Excerpted text START

Next we will select the DE genes such that the corrected p-values and the change in expression obey some thresholds. In this case we want genes that appear to be significantly expressed (qvalue < 0.05) and with a high change in expression values (|log2fc| > 0.5).

In [None]:
highlight = np.bitwise_and(result['qval'] <= 0.05,np.abs(result['log2fc']) > 0.5)

To see how those DE-genes are expressed in our dataset, we will make a heatmap using seaborn.

In [None]:
reshighlights = test.summary().loc[highlight,]

In [None]:
reshighlights = reshighlights.sort_values(by='log2fc',ascending=False)

Showing the most under- and over-expressed genes in our comparisons.

In [None]:
genes = [reshighlights['gene'].iloc[-1],reshighlights['gene'].iloc[1]]

In [None]:
intgenes=data[:,genes].to_df()

Excerpted text END

§ What you should do: Give each distinct variable name that gets a value assigned with "=" in the code cells of the DE-gene excerpt. You won't need the rows on this page.

Supplied data START

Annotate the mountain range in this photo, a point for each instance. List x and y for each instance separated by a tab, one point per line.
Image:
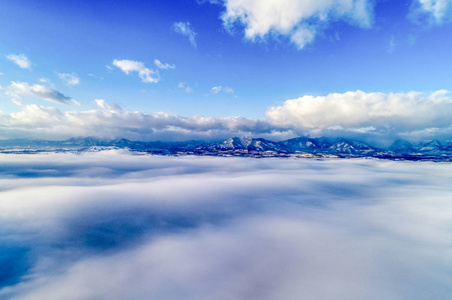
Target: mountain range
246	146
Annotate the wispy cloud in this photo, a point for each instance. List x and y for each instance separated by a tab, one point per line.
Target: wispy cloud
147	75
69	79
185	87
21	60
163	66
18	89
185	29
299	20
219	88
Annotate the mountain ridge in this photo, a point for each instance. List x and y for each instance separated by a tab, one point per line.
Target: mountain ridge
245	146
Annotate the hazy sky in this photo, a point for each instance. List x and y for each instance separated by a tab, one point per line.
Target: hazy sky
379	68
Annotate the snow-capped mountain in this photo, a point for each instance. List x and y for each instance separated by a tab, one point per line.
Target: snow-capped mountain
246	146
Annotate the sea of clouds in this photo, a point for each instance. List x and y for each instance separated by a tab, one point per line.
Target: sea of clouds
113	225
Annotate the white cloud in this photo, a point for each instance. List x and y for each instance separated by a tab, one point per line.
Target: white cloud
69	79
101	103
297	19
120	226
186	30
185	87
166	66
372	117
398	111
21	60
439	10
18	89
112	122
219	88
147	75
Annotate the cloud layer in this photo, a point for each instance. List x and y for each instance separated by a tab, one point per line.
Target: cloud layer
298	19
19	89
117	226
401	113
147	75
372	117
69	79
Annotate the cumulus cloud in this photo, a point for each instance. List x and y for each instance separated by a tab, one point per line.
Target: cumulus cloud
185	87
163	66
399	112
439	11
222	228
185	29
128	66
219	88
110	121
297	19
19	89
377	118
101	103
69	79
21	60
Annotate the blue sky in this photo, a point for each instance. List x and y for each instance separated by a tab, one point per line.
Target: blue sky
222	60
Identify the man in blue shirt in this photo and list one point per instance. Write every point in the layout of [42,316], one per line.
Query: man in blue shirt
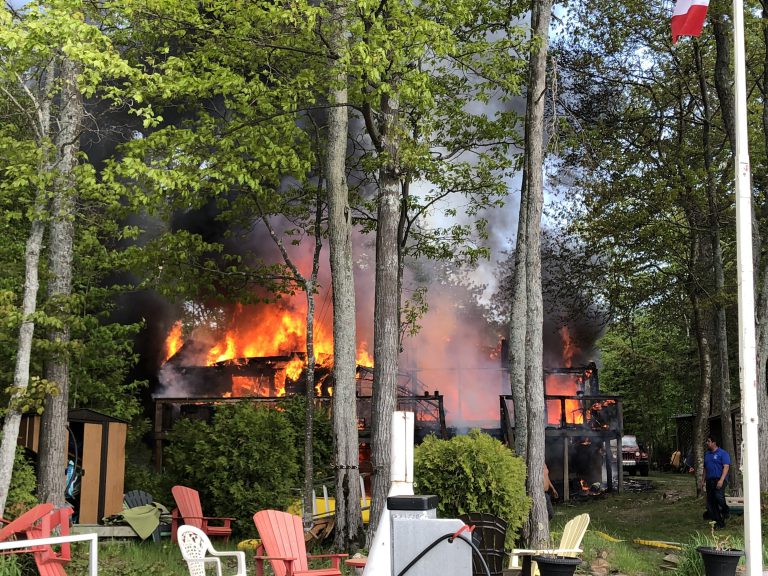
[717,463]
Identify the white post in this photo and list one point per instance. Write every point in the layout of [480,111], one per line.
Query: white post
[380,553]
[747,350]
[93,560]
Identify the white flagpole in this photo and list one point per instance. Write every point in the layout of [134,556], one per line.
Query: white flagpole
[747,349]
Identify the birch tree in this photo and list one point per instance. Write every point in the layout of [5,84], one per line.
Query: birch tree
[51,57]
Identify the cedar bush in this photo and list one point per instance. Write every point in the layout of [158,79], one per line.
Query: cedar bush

Supplied data END
Supplied data START

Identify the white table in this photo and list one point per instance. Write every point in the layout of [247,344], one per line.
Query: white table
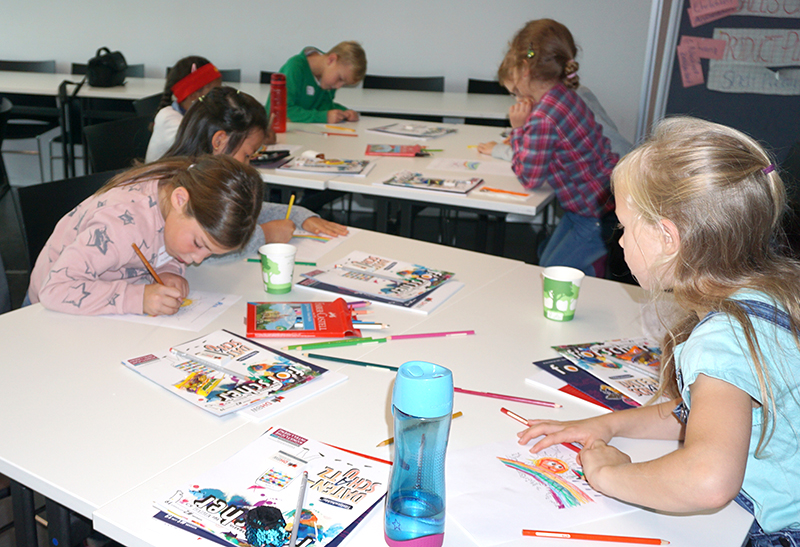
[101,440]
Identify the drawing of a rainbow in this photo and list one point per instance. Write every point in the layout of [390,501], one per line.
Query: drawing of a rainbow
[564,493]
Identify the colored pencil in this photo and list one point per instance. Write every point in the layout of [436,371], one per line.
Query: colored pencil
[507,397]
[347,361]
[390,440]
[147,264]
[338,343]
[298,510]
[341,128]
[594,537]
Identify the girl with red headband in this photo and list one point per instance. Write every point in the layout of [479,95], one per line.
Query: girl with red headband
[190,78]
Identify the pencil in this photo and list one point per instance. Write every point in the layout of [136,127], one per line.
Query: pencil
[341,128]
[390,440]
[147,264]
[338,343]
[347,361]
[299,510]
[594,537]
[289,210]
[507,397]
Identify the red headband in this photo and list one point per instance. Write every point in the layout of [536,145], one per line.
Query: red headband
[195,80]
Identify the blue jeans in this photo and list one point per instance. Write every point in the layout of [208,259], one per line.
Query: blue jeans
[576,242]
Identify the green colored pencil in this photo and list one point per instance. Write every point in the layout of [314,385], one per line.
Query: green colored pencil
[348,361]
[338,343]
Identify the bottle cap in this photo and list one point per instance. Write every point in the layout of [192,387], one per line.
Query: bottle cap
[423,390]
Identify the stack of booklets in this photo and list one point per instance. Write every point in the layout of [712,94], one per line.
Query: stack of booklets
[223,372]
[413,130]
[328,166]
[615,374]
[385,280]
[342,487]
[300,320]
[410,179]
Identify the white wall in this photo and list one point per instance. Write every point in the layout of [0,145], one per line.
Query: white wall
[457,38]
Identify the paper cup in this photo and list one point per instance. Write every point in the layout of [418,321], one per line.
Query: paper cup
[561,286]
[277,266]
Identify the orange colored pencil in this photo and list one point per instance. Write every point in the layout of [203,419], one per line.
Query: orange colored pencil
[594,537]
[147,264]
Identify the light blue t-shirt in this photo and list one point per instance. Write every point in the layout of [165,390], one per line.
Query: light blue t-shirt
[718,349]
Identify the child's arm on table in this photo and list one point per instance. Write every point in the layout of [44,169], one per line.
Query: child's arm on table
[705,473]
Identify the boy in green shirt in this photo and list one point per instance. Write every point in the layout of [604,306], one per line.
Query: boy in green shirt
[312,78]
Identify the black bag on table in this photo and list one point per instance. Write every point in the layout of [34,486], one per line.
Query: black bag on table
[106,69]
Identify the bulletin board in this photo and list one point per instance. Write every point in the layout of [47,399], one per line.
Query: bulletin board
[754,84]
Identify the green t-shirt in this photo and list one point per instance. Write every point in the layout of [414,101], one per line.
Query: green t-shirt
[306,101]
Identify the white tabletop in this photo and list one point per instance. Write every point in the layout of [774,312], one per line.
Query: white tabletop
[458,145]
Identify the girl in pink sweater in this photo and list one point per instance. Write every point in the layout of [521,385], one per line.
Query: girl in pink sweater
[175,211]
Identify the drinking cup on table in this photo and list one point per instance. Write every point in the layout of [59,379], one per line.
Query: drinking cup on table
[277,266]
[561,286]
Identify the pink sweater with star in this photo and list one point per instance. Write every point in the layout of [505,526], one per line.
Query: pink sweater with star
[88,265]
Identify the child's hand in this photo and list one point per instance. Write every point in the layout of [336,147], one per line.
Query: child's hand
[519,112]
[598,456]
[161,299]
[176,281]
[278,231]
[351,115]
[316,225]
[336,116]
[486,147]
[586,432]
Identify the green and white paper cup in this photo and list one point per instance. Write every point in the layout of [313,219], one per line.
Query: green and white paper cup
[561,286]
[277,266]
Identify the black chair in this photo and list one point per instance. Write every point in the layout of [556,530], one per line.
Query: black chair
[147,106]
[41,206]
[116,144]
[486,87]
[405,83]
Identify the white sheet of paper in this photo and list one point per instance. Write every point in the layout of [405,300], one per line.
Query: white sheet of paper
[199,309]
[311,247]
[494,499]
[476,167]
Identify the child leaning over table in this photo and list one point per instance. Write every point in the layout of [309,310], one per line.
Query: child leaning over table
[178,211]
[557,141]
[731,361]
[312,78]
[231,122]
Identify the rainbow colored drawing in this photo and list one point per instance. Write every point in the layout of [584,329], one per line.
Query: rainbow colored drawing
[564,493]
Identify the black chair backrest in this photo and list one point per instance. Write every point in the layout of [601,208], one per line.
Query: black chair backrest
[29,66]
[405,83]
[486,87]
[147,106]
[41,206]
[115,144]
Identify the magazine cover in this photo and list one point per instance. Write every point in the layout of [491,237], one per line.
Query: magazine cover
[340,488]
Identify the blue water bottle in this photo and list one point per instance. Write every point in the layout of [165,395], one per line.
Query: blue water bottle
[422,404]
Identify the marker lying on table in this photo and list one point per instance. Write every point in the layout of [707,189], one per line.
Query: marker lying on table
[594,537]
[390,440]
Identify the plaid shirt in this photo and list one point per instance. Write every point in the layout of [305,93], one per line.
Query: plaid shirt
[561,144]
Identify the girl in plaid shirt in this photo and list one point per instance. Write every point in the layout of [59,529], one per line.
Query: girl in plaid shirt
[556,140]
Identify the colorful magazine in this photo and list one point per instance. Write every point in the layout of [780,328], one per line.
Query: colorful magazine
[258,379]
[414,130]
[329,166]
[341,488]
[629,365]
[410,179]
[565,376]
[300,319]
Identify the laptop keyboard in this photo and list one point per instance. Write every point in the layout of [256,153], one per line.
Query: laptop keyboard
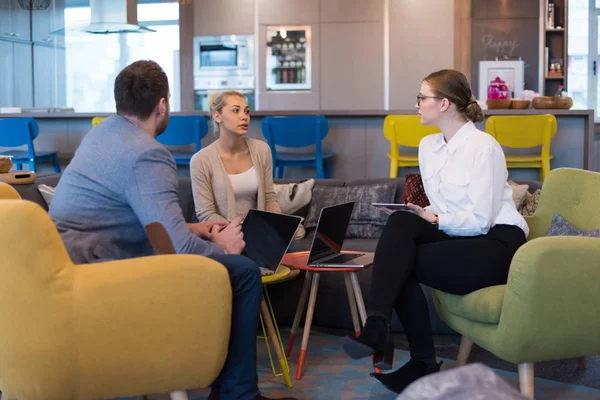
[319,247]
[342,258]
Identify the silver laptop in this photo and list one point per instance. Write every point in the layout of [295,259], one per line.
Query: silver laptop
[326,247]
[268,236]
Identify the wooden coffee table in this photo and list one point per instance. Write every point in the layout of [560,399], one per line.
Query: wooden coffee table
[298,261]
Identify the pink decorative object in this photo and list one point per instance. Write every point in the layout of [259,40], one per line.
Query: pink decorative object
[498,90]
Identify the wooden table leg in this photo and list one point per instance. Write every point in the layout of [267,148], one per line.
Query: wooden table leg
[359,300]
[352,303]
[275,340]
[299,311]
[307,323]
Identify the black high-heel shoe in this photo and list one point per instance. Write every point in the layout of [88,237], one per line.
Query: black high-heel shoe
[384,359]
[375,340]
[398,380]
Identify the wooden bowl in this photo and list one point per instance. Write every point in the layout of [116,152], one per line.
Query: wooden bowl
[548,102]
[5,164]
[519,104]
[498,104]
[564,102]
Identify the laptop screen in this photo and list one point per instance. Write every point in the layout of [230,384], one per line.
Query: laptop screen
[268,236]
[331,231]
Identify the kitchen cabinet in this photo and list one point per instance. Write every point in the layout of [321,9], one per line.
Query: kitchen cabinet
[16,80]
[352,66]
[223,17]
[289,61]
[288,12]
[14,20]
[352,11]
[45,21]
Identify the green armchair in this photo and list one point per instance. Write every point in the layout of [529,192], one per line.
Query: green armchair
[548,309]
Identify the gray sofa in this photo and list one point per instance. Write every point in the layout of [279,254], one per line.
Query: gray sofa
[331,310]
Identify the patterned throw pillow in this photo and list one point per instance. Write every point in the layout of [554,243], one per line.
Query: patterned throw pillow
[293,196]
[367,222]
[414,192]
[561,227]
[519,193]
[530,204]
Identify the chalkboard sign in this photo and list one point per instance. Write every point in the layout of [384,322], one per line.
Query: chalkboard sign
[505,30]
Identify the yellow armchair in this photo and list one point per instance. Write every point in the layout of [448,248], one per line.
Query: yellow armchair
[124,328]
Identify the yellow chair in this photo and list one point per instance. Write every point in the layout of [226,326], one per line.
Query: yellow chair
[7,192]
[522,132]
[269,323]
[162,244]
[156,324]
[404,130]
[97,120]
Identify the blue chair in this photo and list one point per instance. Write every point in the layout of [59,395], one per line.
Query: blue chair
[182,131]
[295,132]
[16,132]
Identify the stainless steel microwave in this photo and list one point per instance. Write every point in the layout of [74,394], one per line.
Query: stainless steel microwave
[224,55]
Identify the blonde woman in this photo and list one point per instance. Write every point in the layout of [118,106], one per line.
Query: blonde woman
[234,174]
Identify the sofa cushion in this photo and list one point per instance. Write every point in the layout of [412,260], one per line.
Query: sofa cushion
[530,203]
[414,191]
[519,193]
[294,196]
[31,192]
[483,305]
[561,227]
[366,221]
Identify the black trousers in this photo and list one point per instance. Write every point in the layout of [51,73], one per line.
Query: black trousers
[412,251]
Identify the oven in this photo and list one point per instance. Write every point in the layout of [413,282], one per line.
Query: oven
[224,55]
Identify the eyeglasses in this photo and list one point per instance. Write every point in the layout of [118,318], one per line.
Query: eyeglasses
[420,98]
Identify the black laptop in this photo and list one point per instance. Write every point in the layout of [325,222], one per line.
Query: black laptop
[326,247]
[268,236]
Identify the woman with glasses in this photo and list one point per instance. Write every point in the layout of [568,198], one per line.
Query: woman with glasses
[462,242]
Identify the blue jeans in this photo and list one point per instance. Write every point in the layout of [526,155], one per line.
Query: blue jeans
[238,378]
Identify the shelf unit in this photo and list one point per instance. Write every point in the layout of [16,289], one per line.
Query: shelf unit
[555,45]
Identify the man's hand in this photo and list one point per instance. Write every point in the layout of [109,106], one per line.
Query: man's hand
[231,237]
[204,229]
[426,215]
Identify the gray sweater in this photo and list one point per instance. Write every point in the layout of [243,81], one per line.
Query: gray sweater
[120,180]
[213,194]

Supplied data END
Supplied data START

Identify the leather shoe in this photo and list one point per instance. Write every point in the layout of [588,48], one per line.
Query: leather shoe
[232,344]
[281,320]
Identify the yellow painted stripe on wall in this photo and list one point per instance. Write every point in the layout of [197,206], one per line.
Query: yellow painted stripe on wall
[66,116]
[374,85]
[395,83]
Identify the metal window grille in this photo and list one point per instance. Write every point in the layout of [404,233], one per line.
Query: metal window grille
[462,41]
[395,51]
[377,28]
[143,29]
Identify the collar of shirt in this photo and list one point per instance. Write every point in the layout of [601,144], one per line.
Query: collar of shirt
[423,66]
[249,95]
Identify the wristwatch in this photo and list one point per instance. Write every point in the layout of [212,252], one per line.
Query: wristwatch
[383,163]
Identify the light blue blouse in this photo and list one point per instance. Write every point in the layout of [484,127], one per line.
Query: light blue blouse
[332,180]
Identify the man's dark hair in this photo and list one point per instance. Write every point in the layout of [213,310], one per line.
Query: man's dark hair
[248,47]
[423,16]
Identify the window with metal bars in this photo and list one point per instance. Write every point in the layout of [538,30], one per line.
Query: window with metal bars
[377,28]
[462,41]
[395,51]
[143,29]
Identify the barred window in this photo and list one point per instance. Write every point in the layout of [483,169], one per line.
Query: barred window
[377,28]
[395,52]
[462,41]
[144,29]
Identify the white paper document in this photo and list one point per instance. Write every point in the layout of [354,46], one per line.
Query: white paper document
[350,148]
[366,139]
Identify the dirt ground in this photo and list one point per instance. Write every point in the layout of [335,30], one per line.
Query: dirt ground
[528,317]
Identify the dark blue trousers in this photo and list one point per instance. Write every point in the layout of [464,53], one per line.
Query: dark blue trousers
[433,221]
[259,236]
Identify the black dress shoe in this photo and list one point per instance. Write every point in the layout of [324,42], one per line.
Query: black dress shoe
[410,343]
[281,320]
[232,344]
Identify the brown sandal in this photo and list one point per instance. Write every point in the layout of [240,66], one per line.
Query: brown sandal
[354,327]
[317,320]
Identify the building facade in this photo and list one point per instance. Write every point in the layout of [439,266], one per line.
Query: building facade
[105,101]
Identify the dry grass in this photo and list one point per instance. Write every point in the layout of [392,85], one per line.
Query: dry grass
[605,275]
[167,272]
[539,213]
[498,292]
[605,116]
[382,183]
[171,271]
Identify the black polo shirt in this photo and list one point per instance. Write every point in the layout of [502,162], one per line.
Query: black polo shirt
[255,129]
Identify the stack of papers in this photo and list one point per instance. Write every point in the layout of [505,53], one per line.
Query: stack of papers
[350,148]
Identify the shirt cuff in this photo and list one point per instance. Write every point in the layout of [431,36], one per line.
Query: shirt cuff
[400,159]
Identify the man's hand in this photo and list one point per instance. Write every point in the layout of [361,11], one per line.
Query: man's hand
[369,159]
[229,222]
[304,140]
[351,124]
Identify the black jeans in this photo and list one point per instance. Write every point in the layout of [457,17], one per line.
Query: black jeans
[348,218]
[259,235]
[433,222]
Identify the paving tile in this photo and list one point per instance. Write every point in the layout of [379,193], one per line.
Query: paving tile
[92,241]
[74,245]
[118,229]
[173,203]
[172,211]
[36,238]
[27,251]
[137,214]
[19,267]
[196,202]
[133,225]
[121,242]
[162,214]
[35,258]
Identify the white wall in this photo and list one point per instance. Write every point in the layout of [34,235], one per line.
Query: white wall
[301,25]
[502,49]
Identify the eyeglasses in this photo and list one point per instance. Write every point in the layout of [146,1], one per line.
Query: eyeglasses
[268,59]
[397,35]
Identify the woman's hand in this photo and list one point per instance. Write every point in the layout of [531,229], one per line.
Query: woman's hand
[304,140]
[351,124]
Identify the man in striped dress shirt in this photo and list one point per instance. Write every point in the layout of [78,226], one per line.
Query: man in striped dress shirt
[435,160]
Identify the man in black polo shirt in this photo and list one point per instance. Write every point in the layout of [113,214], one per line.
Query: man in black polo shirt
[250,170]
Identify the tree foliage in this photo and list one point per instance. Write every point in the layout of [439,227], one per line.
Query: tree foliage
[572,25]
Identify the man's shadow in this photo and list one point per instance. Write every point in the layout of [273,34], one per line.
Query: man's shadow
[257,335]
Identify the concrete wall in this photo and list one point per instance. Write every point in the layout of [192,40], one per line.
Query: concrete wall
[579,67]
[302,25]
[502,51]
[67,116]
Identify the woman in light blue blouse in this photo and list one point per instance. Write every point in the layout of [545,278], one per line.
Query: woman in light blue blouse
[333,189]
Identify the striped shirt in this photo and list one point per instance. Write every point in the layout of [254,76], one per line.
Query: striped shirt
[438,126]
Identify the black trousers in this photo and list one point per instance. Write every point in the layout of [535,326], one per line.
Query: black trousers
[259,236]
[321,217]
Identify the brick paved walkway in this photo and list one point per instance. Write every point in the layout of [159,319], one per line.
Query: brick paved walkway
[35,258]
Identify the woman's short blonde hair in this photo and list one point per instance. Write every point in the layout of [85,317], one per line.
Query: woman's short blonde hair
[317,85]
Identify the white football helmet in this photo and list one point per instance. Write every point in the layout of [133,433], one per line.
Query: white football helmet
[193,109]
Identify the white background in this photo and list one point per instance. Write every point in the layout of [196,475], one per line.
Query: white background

Supplied data END

§ Expected answer: highlight, reshighlights, genes, intgenes